## EXERCISE A
Rewrite the paragraph beginning "One way, Shakespeare uses form" from the Sonnet CXVI essay below in a shorter form, keeping its main facts.
## EXERCISE B
Reproduce the records below exactly, without changing a single character.

## PROVIDED TEXT

* * *

Tuesday, September 20, 2016

Game of Poetry

Diane DeLaurentis
Professor Wexler
September 16, 2016
ENG ESM423
Game of Poetry

According to Linda Gregerson of The Atlantic online, sonnets follow a certain structure, “…(fourteen lines of iambic pentameter, a fixed rhyme scheme) and, of equal importance, a set of thematic and rhetorical conventions” (Anthology).
While sonnets are usually structured in this way, by examining form through word choices, rhyme and meter, we can see how playwright, William Shakespeare manipulates and enhances the meaning of his love sonnet, Sonnet CXVI, to show that love is a fickle and an unpredictable game.
One way, Shakespeare uses form to illustrate the love as a game, is through the double meaning of words and word repetition, such as in the line, “Love is not love/ Which alters when it alteration finds,” (2-3). Using the word “love” twice in one sentence causes the reader to repeat the subject of the poem, which in terms of expressing love is a bold feeling to admit. Readers then experience the bravery of their claim by the sheer utterance of the word. By doing so, Shakespeare gets the chance to play with his reader’s emotion. Repeating these words also demands the reader to think twice, as in the phrase “Or bends with the remover to remove:” (4).  “This mirroring of words is suggestive of a loving couple” (BBC), yet because this reads as a whole as a contradictory statement. Shakespeare appears to be playing a trick on the reader revealing the mischief of love, which backs the poems meaning that “[t]he story was of love—love unrequited, love requited but unfulfilled, love so fleeting fulfilled as merely to make suffering keener, love thwarted by the beloved’s absence, or aloofness, or prior possession of another. Impediment was as central to the sonnet as was love” (Auditory). By manipulating the words themselves, Shakespeare proves that the form of a love poem can be as teasing as a game.

* * *

## EXERCISE MATERIALS
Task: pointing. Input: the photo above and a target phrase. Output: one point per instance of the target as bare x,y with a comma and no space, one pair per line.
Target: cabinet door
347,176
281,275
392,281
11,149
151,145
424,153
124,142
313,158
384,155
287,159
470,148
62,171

* * *

## WORKED ANSWER A
Shakespeare shows love as a game through double meanings and repeated words. In "Love is not love / Which alters when it alteration finds" (2-3), using "love" twice makes readers repeat the poem's subject. Saying it is a bold admission, and it lets Shakespeare play with the reader's emotions. Repetition also makes readers think twice, as in "Or bends with the remover to remove" (4). The BBC notes that this mirroring of words suggests a loving couple. Yet the line reads as a contradiction, so Shakespeare seems to be tricking the reader and revealing love's mischief. This supports the view, cited from "Auditory," that the sonnet's story was love in its unrequited, unfulfilled, fleeting or thwarted forms, with impediment as central as love itself. By manipulating the words themselves, Shakespeare makes a love poem's form as teasing as a game.

## WORKED ANSWER B
Task: pointing. Input: the photo above and a target phrase. Output: one point per instance of the target as bare x,y with a comma and no space, one pair per line.
Target: cabinet door
347,176
281,275
392,281
11,149
151,145
424,153
124,142
313,158
384,155
287,159
470,148
62,171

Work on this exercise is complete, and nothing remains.